*Task objective*
Copy each line of the data beneath in which the word "helmet" appears.

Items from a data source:
----

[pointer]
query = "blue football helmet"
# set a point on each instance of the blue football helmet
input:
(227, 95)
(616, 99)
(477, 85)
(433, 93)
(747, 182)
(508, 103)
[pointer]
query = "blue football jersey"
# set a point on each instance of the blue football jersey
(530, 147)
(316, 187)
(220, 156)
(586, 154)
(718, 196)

----

*Answer section*
query = "blue football helmet"
# set a point on each instance of the blue football helmet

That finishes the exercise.